→ Travail à faire:
A. Traduisez en anglais cette phrase du texte sur la crise du Monde : « Les deux souffrent de la même maladie, le capitalisme à bout de souffle. »
B. Dans le texte sur la crise du Monde, réécrivez sous forme de liste le paragraphe commençant par « La crise n'est pas nouvelle » en gardant ses faits principaux.
C. Répondez à ces questions sur le texte sur la crise du Monde :
(i) De quelle nationalité est l'oligarque Daniel Kretinsky ?
(ii) Quel statut le quotidien a-t-il abandonné en 1994 ?
(iii) Pour quelle banque Matthieu Pigasse travaille-t-il ?

→ Texte de l'exercice:
********************

Le Monde, le quotidien vespéral, est en crise. Comme la planète Terre. Les deux souffrent de la même maladie, le capitalisme à bout de souffle.
Les journalistes des différents titres du groupe Le Monde (le quotidien, Télérama, Courrier international, les titres des Editions Malesherbes comme La Vie, etc.) sont en émoi et ont lancé un appel pour la garantie de leur indépendance face à la montée dans le capital de l’oligarque tchèque Daniel Kretinsky.
L’affaire n’est pas simple et tourne autour d’un éventuel droit d’agrément en cas d’entrée d’un nouvel actionnaire majoritaire.
La crise n’est pas nouvelle ; elle remonte aux années 1980 avec les premières difficultés financières et les pressions de la BNP pour la vente le siège de la rue des Italiens, puis en 1994 quand le seul quotidien appartenant à ses salariés a troqué son statut de SARL pour le statut de SA à directoire et conseil de surveillance, faisant entrer les loups dans la bergerie.
Aujourd’hui, le groupe est hélas entre les mains de financiers et d’industriels sans état d’âme qui n’entendent pas céder le vrai pouvoir de décision aux journalistes, le pouvoir économique qui dicte sa loi aux autres et influe tellement sur les choix éditoriaux.
Matthieu Pigasse, responsable mondial des fusions-acquisitions et du conseil aux gouvernements de la banque Lazard (rien que ça), et son compère-associé Daniel Kretinsky ne partagent pas le pouvoir. C’est d’ailleurs ce que le banquier a répondu aux journalistes, sans ambiguïté ; il refuse en effet d’ajouter « des clauses telles, que le droit d’agrément devienne en réalité un droit de répudiation, et même en pratique une clause d’inaliénabilité ».

********************

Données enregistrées
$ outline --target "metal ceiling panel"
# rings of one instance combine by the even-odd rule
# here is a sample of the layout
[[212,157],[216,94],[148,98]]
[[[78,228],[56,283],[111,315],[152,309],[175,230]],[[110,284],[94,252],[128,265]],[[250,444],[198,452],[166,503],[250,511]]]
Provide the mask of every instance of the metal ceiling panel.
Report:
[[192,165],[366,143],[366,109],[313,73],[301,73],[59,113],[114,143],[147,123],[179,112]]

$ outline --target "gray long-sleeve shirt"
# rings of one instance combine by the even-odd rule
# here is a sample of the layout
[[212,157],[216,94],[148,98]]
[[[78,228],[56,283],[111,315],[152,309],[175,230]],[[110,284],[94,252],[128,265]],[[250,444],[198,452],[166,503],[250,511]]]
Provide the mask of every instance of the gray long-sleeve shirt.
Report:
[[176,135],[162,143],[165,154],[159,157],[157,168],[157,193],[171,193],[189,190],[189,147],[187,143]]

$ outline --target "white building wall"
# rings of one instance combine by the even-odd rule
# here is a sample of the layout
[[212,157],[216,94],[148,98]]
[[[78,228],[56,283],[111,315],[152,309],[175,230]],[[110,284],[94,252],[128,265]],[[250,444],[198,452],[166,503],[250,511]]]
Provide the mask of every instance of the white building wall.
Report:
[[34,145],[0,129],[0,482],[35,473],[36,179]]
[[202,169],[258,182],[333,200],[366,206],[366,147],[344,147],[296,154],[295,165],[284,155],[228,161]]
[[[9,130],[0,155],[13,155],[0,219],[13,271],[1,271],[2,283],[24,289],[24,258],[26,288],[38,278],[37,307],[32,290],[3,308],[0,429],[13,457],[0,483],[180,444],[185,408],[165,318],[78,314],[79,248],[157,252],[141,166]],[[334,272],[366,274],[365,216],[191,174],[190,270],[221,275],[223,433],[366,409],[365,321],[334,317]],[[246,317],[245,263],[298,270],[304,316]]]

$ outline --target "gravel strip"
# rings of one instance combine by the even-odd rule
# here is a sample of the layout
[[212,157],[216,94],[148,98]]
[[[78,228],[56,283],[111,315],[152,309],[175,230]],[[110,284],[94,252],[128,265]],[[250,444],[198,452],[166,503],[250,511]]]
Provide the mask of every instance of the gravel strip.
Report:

********************

→ Corrigé des exercices:
A. Both suffer from the same disease: capitalism running out of steam.

B.
- La crise remonte aux années 1980, avec les premières difficultés financières.
- La BNP a alors fait pression pour la vente du siège de la rue des Italiens.
- En 1994, le seul quotidien appartenant à ses salariés est passé du statut de SARL à celui de SA à directoire et conseil de surveillance.
- Ce changement a fait entrer les loups dans la bergerie.

C.
(i) Il est tchèque.
(ii) Le statut de SARL.
(iii) Pour la banque Lazard.